▶ Défi 1
Indiquez si chacune des affirmations suivantes concorde avec l'entretien sur le partenariat entre Beauvais et Sokodé, en répondant par oui ou par non et en citant textuellement les mots décisifs : (a) En septembre 2017, l'évêque de Sokodé a été reçu par l'évêque de Beauvais. (b) Les deux évêques étaient déjà amis avant cette rencontre. (c) La demande de partenariat n'a nullement surpris l'évêque de Beauvais.
▶ Défi 2
Rédigez la suite de l'entretien sur le partenariat entre Beauvais et Sokodé, à partir de sa dernière réponse.

De Beauvais à Sokodé : une histoire d’amitiés à la gestation d’un partenariat

En septembre 2017, l’évêque de Sokodé (Togo), Mgr Célestin-Marie Gaoua, était accueilli par l’évêque de Beauvais (Oise), Mgr Jacques Benoit-Gonnin. Si leurs vicaires généraux sont amis, les deux évêques devaient s’apprivoiser, se rencontrer afin d’établir une feuille de route à l’élaboration d’un futur partenariat.

Avant votre rencontre avec Monseigneur Célestin-Marie Gaoua, évêque de Sokodé, que connaissiez-vous du Togo ?

Peu de choses. Je savais que c’était un pays de l’Afrique de l’ouest, qu’il a eu des liens étroits avec la France. J’ai rencontré une fois ou l’autre des personnes qui en venait. Ma connaissance de ce pays restait très limitée et très générale.

Quel fut votre réaction lorsque vous avez reçu la demande de partenariat de l’évêque de Sokodé ?

Elle m’a d’abord un peu surpris. Ensuite, quand j’en ai vu l’origine, elle m’a paru un peu moins surprenante, en tout cas elle m’a appelé à plus d’ouverture et de curiosités.

▶ Lignes de données
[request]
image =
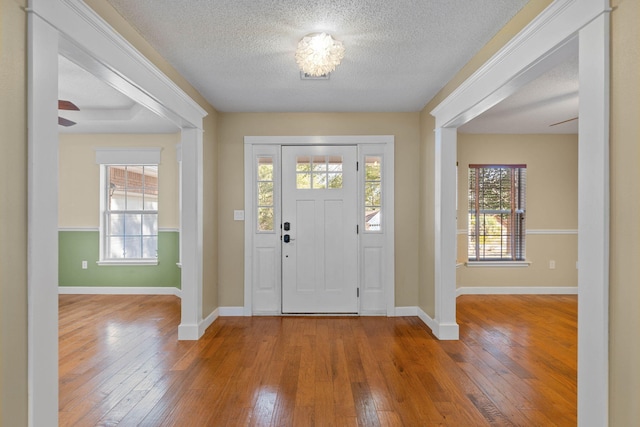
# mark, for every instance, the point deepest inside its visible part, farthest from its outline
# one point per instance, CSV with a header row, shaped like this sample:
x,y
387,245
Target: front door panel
x,y
320,249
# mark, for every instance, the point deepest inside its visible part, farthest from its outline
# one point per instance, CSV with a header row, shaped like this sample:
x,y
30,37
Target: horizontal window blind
x,y
497,206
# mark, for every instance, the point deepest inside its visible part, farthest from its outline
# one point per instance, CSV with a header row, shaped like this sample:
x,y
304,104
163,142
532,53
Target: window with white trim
x,y
128,205
130,225
497,212
373,193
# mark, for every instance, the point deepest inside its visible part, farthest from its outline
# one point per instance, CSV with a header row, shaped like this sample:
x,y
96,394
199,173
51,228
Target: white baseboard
x,y
441,331
231,311
119,290
406,311
208,321
517,290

▶ Réponse 1
(a) Oui : « En septembre 2017, l’évêque de Sokodé (Togo), Mgr Célestin-Marie Gaoua, était accueilli par l’évêque de Beauvais (Oise), Mgr Jacques Benoit-Gonnin. »
(b) Non : « Si leurs vicaires généraux sont amis, les deux évêques devaient s’apprivoiser, se rencontrer »
(c) Non : « Elle m’a d’abord un peu surpris. »

▶ Réponse 2
Le père Emmanuel Gosset, vicaire général du diocèse de Beauvais, a fait une coopération au Togo pendant son service militaire, avant de devenir prêtre. Ainsi, il connait depuis un certain nombre d’années l’actuel vicaire général du diocèse de Sokodé. Ils sont amis. Alors, je me suis dit je n’allais pas mettre cette demande à l’écart.

Pour le diocèse de Beauvais, des liens existent déjà : la venue de prêtres pendant l’été pour remplacer les prêtres de l’Oise en congés, la paroisse de Méru qui soutient un collège de Sokodé… Ces liens d’amitiés tissés aident-ils à aborder ce partenariat ?

Oui et, en même temps, ce partenariat n’est pas encore défini. Les liens, qui ont pu être créés, constituent déjà une base. Néanmoins, nous voyons bien de la part de Mgr Gaoua une vision beaucoup plus large, plus profonde. Nous souhaitons un partenariat réciproque, ce n’est pas simplement que nous puissions accueillir, mais qu’il puisse accueillir, que l’on puisse étudier de manière beaucoup plus large les liens qui peuvent se créer et les apports mutuels que nous pourrons nous faire dans la vie de nos deux diocèses.

Vous avez reçu en septembre dernier Monseigneur Gaoua pour évoquer ce partenariat en gestation. Comme s’est déroulé ce premier échange ?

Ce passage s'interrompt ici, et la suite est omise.